__Description of the task__
Among the entries below, how many lines hold the word "collar"? Reply with the number only.

__Dataset records__

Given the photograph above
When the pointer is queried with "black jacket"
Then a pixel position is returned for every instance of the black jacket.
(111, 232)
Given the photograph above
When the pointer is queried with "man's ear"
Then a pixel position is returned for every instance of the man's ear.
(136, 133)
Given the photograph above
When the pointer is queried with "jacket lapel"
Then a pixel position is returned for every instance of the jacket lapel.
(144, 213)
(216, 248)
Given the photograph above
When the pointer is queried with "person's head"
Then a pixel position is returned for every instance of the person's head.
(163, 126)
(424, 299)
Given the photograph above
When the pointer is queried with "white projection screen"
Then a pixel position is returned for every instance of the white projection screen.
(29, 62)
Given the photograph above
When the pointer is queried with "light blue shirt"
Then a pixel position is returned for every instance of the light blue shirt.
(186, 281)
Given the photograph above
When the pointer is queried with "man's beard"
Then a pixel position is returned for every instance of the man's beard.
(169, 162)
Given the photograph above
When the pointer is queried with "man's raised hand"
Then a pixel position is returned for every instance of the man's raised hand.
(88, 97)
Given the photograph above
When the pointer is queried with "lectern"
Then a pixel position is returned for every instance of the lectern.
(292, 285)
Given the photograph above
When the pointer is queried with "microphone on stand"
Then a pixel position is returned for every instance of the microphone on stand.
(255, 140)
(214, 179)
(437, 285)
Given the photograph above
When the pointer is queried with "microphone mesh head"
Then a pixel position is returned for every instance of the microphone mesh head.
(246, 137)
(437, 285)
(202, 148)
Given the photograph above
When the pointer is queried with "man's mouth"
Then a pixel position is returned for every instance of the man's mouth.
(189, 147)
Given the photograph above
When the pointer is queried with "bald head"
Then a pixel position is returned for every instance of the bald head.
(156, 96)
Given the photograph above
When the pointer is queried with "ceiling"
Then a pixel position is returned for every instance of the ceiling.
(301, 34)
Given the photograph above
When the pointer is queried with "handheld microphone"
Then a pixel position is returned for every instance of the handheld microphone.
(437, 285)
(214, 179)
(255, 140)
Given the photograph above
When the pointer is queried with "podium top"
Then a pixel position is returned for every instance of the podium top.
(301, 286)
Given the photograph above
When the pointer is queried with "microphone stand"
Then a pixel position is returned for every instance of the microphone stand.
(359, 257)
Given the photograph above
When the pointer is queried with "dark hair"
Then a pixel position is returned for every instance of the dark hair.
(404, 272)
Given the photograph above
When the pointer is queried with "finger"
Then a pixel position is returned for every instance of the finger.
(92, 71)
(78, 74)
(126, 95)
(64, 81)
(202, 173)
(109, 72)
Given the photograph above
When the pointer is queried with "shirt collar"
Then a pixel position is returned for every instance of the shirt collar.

__Task answer__
2